Report each line in the entries below that contains the string "positive", copying the whole line. Only matches with the same letter case count.

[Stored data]
::::::::

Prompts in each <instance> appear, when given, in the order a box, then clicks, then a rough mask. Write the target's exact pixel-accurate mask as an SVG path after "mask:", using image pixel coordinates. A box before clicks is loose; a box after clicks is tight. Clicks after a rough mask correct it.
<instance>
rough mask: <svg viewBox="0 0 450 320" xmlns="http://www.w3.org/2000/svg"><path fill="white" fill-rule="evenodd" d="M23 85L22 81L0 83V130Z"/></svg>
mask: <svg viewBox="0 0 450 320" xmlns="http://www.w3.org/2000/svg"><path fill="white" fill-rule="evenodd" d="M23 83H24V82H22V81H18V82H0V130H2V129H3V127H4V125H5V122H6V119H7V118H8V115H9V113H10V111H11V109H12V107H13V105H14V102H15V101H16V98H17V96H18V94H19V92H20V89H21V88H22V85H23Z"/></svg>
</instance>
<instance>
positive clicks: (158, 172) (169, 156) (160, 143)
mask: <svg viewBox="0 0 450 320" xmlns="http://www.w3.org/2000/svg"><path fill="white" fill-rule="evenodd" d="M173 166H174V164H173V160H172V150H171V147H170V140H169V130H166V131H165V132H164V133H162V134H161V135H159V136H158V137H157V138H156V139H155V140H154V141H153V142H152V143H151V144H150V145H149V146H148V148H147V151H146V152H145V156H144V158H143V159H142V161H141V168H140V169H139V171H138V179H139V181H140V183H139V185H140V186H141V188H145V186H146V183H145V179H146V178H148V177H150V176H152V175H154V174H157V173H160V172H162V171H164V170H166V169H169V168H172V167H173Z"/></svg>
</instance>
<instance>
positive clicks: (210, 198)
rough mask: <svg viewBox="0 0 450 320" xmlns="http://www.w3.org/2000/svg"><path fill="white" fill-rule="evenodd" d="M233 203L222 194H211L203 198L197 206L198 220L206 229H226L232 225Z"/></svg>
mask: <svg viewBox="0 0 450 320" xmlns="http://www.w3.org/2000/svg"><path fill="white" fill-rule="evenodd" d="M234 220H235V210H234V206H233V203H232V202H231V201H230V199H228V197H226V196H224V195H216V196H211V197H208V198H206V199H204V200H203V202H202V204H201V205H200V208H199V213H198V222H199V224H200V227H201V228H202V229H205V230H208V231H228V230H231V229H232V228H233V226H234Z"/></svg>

::::::::

__Exercise output__:
positive clicks: (158, 172) (169, 156) (160, 143)
positive clicks: (210, 198)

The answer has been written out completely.